(Region annotation entries)
::::
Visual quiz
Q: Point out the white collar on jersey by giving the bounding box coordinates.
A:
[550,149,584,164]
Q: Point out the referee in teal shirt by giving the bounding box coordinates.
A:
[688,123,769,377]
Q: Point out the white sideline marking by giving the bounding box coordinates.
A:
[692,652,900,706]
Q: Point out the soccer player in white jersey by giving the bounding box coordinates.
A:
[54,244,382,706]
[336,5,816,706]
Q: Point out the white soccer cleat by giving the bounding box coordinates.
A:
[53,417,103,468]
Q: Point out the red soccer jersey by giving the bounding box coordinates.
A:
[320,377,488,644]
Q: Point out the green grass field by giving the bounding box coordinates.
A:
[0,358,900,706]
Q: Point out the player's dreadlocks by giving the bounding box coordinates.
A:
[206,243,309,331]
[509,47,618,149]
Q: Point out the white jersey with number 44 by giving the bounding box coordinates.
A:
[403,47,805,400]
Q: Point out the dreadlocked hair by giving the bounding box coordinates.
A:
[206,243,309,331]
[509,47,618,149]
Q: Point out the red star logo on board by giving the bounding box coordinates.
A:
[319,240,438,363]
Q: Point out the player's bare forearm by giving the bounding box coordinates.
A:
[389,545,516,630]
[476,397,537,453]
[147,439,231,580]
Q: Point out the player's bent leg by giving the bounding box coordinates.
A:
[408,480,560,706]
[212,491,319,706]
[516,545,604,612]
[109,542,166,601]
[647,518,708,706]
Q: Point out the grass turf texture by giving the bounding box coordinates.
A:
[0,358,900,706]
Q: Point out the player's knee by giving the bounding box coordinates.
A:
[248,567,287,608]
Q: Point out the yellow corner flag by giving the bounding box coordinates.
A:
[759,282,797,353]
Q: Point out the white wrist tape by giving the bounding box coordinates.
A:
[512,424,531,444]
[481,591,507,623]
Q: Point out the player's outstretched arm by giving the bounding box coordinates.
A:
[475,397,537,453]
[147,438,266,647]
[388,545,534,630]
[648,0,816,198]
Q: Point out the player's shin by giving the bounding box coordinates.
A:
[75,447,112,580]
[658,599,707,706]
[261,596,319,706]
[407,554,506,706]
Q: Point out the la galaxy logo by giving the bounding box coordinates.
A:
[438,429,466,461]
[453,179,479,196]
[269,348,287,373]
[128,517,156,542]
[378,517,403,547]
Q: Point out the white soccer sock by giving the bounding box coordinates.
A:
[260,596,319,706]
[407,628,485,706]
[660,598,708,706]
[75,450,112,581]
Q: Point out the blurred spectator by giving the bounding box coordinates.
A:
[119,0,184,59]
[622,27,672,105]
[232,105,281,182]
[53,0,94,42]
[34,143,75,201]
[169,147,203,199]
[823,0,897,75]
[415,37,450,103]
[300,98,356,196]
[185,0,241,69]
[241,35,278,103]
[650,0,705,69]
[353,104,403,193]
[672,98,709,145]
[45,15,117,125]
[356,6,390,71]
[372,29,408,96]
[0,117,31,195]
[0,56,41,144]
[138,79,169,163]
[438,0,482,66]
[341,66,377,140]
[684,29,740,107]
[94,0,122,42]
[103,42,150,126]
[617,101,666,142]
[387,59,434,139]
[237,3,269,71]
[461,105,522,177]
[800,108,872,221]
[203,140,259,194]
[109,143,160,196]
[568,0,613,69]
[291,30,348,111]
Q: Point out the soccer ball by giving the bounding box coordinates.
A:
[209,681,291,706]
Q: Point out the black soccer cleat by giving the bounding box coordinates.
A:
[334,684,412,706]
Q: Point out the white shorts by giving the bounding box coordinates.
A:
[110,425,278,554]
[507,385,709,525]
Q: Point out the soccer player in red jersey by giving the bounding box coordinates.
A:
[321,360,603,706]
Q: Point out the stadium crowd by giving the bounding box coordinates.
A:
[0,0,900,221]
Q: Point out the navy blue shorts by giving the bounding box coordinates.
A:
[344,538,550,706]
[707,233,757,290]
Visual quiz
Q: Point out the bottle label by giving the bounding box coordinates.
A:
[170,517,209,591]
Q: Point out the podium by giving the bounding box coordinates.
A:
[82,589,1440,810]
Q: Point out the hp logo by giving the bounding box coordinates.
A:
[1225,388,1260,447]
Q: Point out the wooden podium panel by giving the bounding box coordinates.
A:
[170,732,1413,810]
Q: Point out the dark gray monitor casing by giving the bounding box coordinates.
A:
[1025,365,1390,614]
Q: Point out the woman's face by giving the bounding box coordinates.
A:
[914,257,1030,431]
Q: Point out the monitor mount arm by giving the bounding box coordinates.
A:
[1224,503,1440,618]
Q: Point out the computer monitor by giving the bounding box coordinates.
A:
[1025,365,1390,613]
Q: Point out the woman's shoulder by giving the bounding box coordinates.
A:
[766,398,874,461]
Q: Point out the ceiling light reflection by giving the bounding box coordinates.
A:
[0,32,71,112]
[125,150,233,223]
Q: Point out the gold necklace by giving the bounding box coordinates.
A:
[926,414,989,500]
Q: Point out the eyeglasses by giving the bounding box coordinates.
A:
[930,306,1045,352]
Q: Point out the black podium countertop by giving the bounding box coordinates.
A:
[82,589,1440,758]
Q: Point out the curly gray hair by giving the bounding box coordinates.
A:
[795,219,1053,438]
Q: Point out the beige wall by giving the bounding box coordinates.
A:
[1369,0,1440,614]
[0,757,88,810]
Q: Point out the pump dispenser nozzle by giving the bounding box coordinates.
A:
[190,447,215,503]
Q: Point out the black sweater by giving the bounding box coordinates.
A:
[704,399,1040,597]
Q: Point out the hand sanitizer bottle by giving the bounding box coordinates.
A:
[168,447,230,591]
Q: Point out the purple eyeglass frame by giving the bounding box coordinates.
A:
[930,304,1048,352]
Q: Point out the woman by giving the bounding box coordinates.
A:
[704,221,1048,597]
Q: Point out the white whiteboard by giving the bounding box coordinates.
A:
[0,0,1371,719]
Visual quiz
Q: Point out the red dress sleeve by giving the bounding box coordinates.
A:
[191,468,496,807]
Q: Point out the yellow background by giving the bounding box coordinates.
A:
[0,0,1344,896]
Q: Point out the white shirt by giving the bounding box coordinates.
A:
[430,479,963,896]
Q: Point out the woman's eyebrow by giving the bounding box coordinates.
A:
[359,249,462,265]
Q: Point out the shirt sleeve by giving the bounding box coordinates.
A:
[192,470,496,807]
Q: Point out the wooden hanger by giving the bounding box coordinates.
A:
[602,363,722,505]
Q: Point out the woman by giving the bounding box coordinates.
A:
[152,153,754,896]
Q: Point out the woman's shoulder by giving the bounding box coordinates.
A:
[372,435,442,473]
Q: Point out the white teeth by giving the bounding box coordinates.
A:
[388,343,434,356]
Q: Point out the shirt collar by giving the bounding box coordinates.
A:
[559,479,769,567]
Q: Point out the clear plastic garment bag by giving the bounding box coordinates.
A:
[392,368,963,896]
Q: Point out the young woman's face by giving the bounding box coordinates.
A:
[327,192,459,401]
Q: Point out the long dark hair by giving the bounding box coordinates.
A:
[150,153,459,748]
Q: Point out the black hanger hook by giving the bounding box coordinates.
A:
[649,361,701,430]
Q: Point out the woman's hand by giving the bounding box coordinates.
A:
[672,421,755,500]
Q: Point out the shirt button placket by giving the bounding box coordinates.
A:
::::
## WHAT THE TASK ASKS
Give all the rows above as a JSON list of strings, with one string for each line. Leave out blank lines.

## WORKED SOLUTION
[
  "Visual quiz",
  "Q: Point out the white collar on jersey by giving the bounding box coordinates.",
  "A:",
  "[550,149,584,164]",
  "Q: Point out the referee in teal shirt by giving the bounding box coordinates.",
  "A:",
  "[688,123,769,377]",
  "Q: Point out the white sideline marking by giving the bounding box coordinates.",
  "A:",
  "[692,652,900,706]",
  "Q: Point out the soccer player in white jersey by giving the bounding box coordinates.",
  "A:",
  "[54,244,382,706]",
  "[336,5,816,706]",
  "Q: Point out the white soccer cleat by giving the bounding box coordinates.",
  "A:",
  "[53,417,103,468]",
  "Q: Point out the red soccer jersey by giving the bounding box coordinates.",
  "A:",
  "[320,377,488,644]",
  "Q: Point out the green grass field by giving the bounding box coordinates.",
  "A:",
  "[0,358,900,706]",
  "Q: Point out the player's dreadlocks by giving the bounding box coordinates.",
  "A:",
  "[206,243,309,331]",
  "[509,47,618,149]",
  "Q: Point out the white jersey with number 44 by giving the bounding box coordinates.",
  "A:",
  "[403,47,805,400]",
  "Q: Point out the dreadlocked hair by giving the bounding box coordinates.",
  "A:",
  "[206,243,309,331]",
  "[509,47,618,149]",
  "Q: Point out the red star logo on board by giving the bounding box coordinates.",
  "A:",
  "[319,240,438,363]",
  "Q: Point out the player's bare forearm by giving the bounding box coordinates.",
  "A:",
  "[389,545,516,630]",
  "[476,397,537,453]",
  "[147,439,231,580]",
  "Q: Point out the player's bent leg by giving the bounding box coordinates.",
  "A:",
  "[408,480,560,706]",
  "[212,491,319,706]",
  "[516,545,604,612]",
  "[109,542,166,601]",
  "[647,518,708,706]",
  "Q: Point out the grass turf texture by giving the bounding box coordinates.",
  "A:",
  "[0,358,900,706]",
  "Q: Point out the player's knee by giving the bounding box coordinates.",
  "A:",
  "[248,567,287,608]",
  "Q: Point out the yellow corner flag by giving the bounding box coordinates.",
  "A:",
  "[759,282,797,353]",
  "Q: Point out the white wrist tape by giving the bounding box coordinates.",
  "A:",
  "[512,424,531,444]",
  "[481,591,507,623]",
  "Q: Point out the player's outstretched arm by giving the bounding box coordinates.",
  "A:",
  "[475,397,537,453]",
  "[147,438,266,647]",
  "[388,545,534,630]",
  "[648,0,816,198]",
  "Q: Point out the player's shin by giving the bounding box coordinates.",
  "A:",
  "[75,447,112,580]",
  "[658,599,707,706]",
  "[261,596,319,706]",
  "[407,554,506,706]",
  "Q: Point out the la galaxy logo by giving the bounding box coordinates.",
  "A:",
  "[438,429,466,461]",
  "[453,179,479,196]",
  "[269,348,287,373]",
  "[128,517,156,542]",
  "[378,517,403,547]",
  "Q: Point out the white soccer sock by giving the bounding box coordinates.",
  "A:",
  "[260,596,319,706]",
  "[407,628,485,706]",
  "[660,598,708,706]",
  "[75,450,112,581]",
  "Q: Point out the blurred spectator by giving the bounding box coordinates.",
  "A:",
  "[119,0,184,59]",
  "[622,27,672,105]",
  "[232,105,281,182]",
  "[53,0,94,42]",
  "[34,143,75,201]",
  "[169,147,203,199]",
  "[823,0,897,75]",
  "[415,37,450,103]",
  "[300,98,356,196]",
  "[185,0,241,69]",
  "[241,35,278,103]",
  "[650,0,705,69]",
  "[353,104,403,193]",
  "[672,98,709,145]",
  "[45,15,117,125]",
  "[356,6,390,71]",
  "[372,29,408,96]",
  "[0,117,31,195]",
  "[0,56,41,144]",
  "[138,79,169,163]",
  "[438,0,482,66]",
  "[341,66,377,140]",
  "[684,29,740,107]",
  "[94,0,122,42]",
  "[103,42,150,126]",
  "[617,101,666,142]",
  "[387,59,434,139]",
  "[237,3,269,71]",
  "[461,105,522,177]",
  "[800,108,872,221]",
  "[203,140,259,194]",
  "[109,143,160,196]",
  "[568,0,613,69]",
  "[291,30,348,111]",
  "Q: Point out the soccer ball by giving the bounding box coordinates.",
  "A:",
  "[209,681,291,706]",
  "Q: Point out the black soccer cleat by giving the bounding box coordinates.",
  "A:",
  "[334,684,412,706]",
  "Q: Point out the white shorts by giving the bounding box coordinates.",
  "A:",
  "[110,425,278,554]",
  "[507,385,709,525]",
  "Q: Point out the soccer player in red jersey by giving the bounding box coordinates.",
  "A:",
  "[321,360,603,706]",
  "Q: Point out the stadium crowd by giving the bounding box coordinates.",
  "A:",
  "[0,0,900,221]",
  "Q: Point out the navy blue shorts by giving the bounding box coordinates.",
  "A:",
  "[344,538,550,706]",
  "[707,233,757,290]",
  "Visual quiz",
  "Q: Point out the bottle label by giving the bounding box coordinates.",
  "A:",
  "[170,517,209,591]",
  "Q: Point out the podium by giving the bounding box coordinates.",
  "A:",
  "[82,589,1440,810]",
  "Q: Point out the hp logo by giving the bounding box coordinates.",
  "A:",
  "[1225,388,1260,447]",
  "Q: Point out the wooden podium panel by giving the bounding box coordinates.",
  "A:",
  "[170,732,1413,810]",
  "Q: Point out the dark gray monitor casing by giving the bounding box coordinates.",
  "A:",
  "[1025,365,1390,614]",
  "Q: Point out the woman's face by giving the bounding box coordinates.",
  "A:",
  "[914,257,1030,431]",
  "Q: Point out the monitor mount arm by giving the bounding box coordinates.",
  "A:",
  "[1224,503,1440,618]",
  "Q: Point out the computer monitor by giving the bounding box coordinates.",
  "A:",
  "[1025,365,1390,613]",
  "Q: Point out the woman's shoulder by giving the bounding box coordinates.",
  "A:",
  "[766,398,874,461]",
  "Q: Point out the ceiling light reflection by giving the bounding box coordinates.",
  "A:",
  "[0,32,71,112]",
  "[125,150,233,223]",
  "Q: Point out the gold necklace by giving the bounding box coordinates.",
  "A:",
  "[926,414,989,500]",
  "Q: Point out the eyeglasses by giving the bounding box coordinates.",
  "A:",
  "[930,306,1045,352]",
  "Q: Point out the black podium countertop by giving the bounding box coordinates.",
  "A:",
  "[82,589,1440,758]",
  "Q: Point out the curly gray hair by giving the bounding box coordinates.",
  "A:",
  "[795,219,1053,438]",
  "Q: Point out the beige wall by giving the bounding box coordinates.",
  "A:",
  "[1369,0,1440,614]",
  "[0,757,88,810]",
  "Q: Point out the pump dispenser nozzle by giving the bounding box coordinates.",
  "A:",
  "[190,447,215,503]",
  "Q: Point out the black sweater by giving the bounding box coordinates.",
  "A:",
  "[704,399,1040,597]",
  "Q: Point out the hand sanitizer bottle by giving the bounding box coordinates.",
  "A:",
  "[168,447,230,591]",
  "Q: Point out the purple eyeglass frame by giving the bounding box coordinates.",
  "A:",
  "[930,304,1048,352]",
  "Q: Point out the woman by giving the bounding box coordinates.",
  "A:",
  "[704,221,1048,597]",
  "Q: Point out the white whiteboard by giving the bounding box coordinates.",
  "A:",
  "[0,0,1371,719]",
  "Visual quiz",
  "Q: Point out the red dress sleeve by giving the bounding box coordinates.",
  "A:",
  "[191,468,496,807]",
  "Q: Point out the yellow background by giving the bounding box coordinates.",
  "A:",
  "[0,0,1344,896]",
  "Q: Point out the white shirt by giving the bounding box coordinates.",
  "A:",
  "[430,479,963,896]",
  "Q: Point out the woman's eyebrow by giving the bounding box coordinates.",
  "A:",
  "[359,249,462,265]",
  "Q: Point out the shirt sleeve by giving the bounding box coordinates.",
  "A:",
  "[192,470,496,807]",
  "Q: Point out the wooden hanger by giving the bounding box coordinates.",
  "A:",
  "[602,363,722,505]",
  "Q: Point out the woman by giving the bounding box coordinates.",
  "A:",
  "[152,153,754,896]",
  "Q: Point out the woman's shoulder by giving the bounding box coordinates.",
  "A:",
  "[372,435,442,473]",
  "Q: Point out the white teeth by giving the bounding box coordinates.",
  "A:",
  "[388,343,434,356]",
  "Q: Point out the shirt collar by giving the bounding box coordinates.",
  "A:",
  "[559,479,769,567]",
  "Q: Point out the clear plastic garment bag by giving the bounding box coordinates.",
  "A:",
  "[392,368,963,896]",
  "Q: Point out the young woman's face by giving the bounding box coordinates.",
  "A:",
  "[327,192,459,401]",
  "Q: Point out the long dark hair by giving the bounding box coordinates.",
  "A:",
  "[150,153,459,748]",
  "Q: Point out the black hanger hook by giving the bounding box coordinates.",
  "A:",
  "[649,361,701,430]",
  "Q: Point out the woman's hand by giving the bounding box coordinates.",
  "A:",
  "[672,421,755,500]",
  "Q: Point out the shirt button placket by giving the bounding box coordinates.",
  "A:"
]